▶ _任务要求_
请把清单中从含有“of the black”的那一行起、到含有“Target: denim pocket”的那一行为止（两端都包括）的各行重新写出，将其中的“white baseboard”替换为“gray baseboard”，其余内容一律不变。

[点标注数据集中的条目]
****

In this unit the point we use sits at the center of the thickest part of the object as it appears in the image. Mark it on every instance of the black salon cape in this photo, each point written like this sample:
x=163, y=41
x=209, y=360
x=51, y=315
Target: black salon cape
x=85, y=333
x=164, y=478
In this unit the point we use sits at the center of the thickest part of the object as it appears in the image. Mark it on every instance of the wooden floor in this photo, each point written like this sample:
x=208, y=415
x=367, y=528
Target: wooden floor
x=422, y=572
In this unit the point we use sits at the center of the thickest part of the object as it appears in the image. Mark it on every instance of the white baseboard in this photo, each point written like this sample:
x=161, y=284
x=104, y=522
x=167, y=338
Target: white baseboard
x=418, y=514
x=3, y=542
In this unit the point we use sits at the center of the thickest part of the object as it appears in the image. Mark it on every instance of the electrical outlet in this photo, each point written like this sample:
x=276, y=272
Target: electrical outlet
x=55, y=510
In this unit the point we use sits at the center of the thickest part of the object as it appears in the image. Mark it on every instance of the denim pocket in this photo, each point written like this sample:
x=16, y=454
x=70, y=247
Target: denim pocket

****

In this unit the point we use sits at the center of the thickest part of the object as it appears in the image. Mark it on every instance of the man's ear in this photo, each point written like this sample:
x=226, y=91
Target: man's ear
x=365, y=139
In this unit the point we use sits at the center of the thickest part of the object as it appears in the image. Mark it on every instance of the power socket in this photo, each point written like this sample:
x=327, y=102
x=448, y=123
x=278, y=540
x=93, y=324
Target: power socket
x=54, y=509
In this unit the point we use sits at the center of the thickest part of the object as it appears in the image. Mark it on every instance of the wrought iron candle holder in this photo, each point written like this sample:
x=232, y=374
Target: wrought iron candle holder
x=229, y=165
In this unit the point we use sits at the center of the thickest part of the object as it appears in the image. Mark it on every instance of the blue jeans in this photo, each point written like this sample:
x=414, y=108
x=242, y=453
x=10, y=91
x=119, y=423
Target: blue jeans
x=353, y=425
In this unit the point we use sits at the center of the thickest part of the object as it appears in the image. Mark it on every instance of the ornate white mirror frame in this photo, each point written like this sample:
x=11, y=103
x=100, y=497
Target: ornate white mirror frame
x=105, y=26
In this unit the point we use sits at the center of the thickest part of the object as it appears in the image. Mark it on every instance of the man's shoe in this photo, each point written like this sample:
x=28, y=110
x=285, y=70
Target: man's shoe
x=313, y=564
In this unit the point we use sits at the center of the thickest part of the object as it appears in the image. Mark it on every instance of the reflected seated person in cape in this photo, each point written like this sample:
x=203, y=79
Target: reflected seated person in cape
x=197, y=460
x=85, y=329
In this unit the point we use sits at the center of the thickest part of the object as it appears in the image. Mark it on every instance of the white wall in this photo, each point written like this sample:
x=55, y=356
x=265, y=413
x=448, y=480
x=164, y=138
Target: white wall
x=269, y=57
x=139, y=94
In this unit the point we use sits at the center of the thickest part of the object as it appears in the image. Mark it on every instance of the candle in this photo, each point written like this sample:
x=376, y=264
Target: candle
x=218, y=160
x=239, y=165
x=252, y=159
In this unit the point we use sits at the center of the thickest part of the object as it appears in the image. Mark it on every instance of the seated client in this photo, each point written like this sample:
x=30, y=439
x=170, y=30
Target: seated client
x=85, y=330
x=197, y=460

****

▶ _本题答案_
In this unit the point we use sits at the center of the thickest part of the object as it appears in the image. Mark it on every instance of the black salon cape in this photo, each point written like this sample:
x=163, y=41
x=209, y=360
x=51, y=315
Target: black salon cape
x=85, y=333
x=164, y=478
In this unit the point we use sits at the center of the thickest part of the object as it appears in the image. Mark it on every instance of the wooden floor in this photo, each point written like this sample:
x=208, y=415
x=367, y=528
Target: wooden floor
x=422, y=572
In this unit the point we use sits at the center of the thickest part of the object as it appears in the image. Mark it on every instance of the gray baseboard in this photo, each point written like this sample:
x=161, y=284
x=104, y=522
x=167, y=338
Target: gray baseboard
x=418, y=514
x=3, y=542
In this unit the point we use sits at the center of the thickest part of the object as it appears in the image. Mark it on every instance of the electrical outlet in this photo, each point written like this sample:
x=276, y=272
Target: electrical outlet
x=55, y=510
In this unit the point we use sits at the center of the thickest part of the object as it appears in the image. Mark it on every instance of the denim pocket in this photo, each point written like this sample:
x=16, y=454
x=70, y=247
Target: denim pocket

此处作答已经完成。